Display every row below that includes the string "toilet". Uppercase and lowercase letters count as different.
━━ TASK DATA
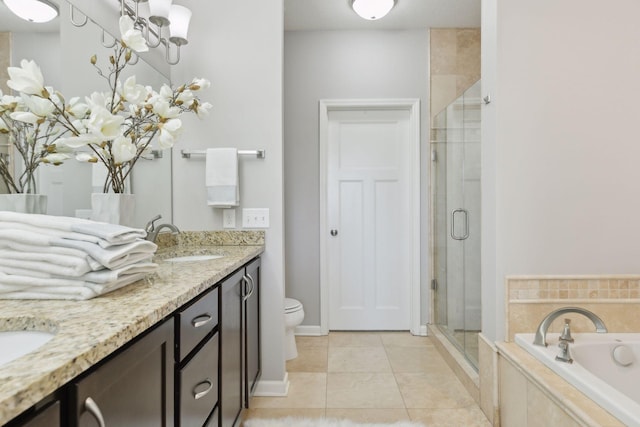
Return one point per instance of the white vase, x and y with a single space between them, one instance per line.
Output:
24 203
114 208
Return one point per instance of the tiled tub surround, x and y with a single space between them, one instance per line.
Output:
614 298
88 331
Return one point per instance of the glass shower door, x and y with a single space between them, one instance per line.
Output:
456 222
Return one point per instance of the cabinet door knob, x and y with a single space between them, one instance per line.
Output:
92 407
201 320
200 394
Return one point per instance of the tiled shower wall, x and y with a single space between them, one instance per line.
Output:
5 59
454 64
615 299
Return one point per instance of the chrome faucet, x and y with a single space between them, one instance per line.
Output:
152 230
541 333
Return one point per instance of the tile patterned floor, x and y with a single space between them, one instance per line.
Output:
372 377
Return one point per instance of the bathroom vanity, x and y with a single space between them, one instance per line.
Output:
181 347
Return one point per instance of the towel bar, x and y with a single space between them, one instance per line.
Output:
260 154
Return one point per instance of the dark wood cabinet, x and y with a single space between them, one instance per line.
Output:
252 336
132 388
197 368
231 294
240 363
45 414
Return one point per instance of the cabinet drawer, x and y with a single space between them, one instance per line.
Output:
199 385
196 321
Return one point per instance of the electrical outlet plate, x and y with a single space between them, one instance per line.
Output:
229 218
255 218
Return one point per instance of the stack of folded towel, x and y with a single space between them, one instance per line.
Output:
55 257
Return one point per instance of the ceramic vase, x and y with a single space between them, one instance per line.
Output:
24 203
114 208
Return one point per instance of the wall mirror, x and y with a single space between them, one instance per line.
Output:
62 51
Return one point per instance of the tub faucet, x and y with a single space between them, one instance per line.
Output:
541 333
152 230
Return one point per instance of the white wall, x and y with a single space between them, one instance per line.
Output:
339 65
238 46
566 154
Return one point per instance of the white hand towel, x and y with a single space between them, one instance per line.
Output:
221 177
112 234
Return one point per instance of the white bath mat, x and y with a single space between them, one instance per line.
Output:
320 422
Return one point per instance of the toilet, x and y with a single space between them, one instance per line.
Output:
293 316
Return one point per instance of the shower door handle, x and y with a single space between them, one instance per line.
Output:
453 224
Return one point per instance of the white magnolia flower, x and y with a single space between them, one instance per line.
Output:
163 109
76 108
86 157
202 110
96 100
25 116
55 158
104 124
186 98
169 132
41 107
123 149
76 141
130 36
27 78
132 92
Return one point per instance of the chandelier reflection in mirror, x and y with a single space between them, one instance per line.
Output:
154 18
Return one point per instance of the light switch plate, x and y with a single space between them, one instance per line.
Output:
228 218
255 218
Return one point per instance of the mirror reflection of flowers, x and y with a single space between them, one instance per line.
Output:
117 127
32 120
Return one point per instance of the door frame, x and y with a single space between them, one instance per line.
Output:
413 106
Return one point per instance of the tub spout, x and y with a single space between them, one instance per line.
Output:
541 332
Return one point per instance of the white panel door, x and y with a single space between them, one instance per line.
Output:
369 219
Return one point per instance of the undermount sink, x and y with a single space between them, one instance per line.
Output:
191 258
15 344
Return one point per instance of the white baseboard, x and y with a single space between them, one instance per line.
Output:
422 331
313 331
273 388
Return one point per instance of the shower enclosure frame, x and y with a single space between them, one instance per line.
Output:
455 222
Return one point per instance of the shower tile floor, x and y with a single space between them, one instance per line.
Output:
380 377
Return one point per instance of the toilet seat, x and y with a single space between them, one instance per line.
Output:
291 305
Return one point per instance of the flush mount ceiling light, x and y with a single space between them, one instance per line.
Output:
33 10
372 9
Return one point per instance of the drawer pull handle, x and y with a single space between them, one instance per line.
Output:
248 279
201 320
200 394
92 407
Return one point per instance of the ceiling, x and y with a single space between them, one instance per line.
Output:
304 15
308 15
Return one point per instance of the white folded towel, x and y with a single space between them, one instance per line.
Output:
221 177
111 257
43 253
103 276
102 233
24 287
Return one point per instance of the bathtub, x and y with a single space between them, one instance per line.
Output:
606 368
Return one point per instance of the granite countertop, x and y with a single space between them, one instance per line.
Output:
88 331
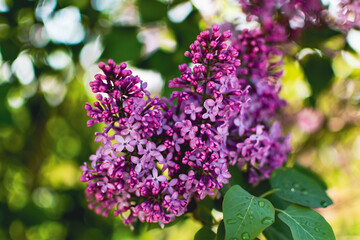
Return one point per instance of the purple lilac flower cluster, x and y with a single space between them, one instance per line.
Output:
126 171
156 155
━━━━
━━ TASK DATA
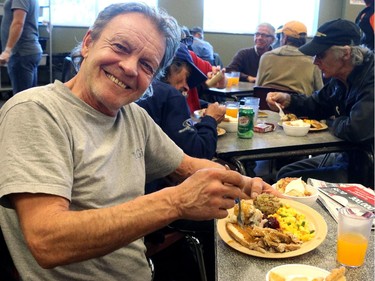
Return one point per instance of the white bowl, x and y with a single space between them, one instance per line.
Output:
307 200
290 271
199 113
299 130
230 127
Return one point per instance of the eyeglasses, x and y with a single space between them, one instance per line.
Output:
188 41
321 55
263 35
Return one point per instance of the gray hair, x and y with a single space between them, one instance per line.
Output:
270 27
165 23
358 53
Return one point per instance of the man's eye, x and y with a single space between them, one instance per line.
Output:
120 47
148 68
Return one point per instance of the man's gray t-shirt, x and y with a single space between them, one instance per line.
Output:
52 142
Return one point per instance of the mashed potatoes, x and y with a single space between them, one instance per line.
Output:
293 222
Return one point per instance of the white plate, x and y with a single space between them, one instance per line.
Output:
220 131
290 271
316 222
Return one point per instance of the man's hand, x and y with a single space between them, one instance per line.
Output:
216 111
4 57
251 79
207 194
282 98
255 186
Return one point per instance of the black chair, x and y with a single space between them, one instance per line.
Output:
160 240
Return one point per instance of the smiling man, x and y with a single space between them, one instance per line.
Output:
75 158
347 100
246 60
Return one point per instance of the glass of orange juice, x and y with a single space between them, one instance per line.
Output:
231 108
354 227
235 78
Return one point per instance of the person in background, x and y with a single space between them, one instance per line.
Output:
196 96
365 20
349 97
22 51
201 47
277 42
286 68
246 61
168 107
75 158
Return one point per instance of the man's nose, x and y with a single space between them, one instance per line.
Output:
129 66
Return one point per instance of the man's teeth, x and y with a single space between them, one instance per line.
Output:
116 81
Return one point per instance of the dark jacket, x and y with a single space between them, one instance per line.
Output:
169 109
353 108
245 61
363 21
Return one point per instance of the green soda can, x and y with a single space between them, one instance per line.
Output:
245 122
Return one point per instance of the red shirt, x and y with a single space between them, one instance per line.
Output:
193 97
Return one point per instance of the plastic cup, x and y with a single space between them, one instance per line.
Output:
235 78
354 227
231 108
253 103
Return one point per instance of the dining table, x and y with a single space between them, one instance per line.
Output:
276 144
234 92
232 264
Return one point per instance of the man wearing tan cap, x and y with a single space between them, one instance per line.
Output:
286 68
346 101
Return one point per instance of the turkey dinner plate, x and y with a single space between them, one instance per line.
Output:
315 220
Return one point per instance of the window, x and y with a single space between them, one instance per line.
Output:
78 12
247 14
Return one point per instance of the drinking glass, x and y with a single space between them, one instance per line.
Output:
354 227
━━━━
━━ TASK DATA
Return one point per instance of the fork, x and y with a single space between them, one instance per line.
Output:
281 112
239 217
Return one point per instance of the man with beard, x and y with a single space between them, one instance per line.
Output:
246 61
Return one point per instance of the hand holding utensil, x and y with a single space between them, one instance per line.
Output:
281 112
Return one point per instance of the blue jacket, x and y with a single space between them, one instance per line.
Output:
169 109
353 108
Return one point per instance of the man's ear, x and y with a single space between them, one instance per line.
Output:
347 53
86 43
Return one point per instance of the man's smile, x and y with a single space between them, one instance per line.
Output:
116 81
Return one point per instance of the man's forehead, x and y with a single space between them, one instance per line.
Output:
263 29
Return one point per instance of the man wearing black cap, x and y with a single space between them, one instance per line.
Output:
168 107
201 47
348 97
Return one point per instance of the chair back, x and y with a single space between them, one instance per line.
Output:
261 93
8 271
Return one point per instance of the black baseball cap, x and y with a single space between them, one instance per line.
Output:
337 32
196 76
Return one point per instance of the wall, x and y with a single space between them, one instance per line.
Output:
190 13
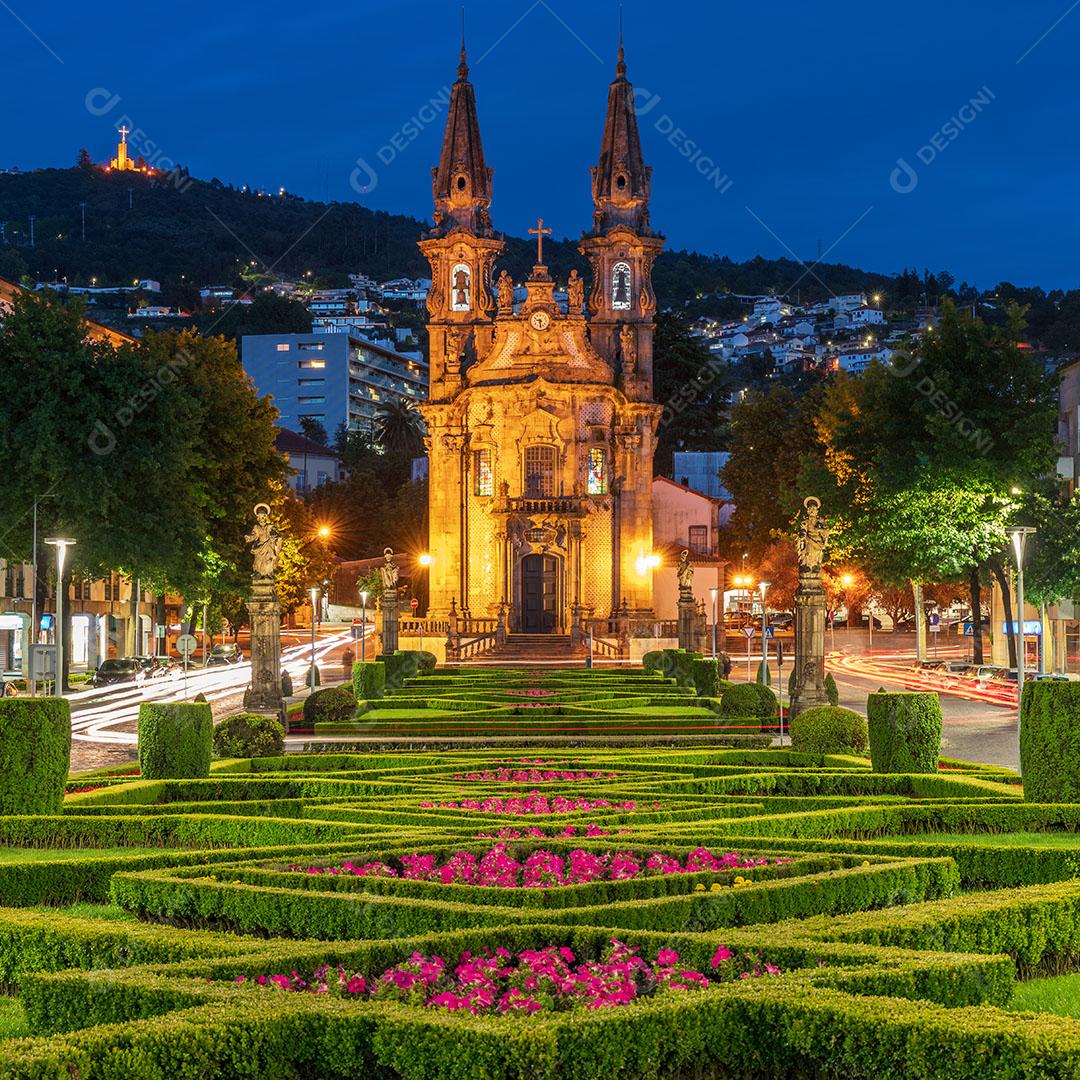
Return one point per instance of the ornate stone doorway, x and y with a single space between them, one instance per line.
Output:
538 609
━━━━
• [WRITTEN ANSWER]
Return one point per instance of the toilet, x and y with a single space between them, one instance per line.
Return one point per instance of the toilet seat, x and y with a single space between them, one instance per line.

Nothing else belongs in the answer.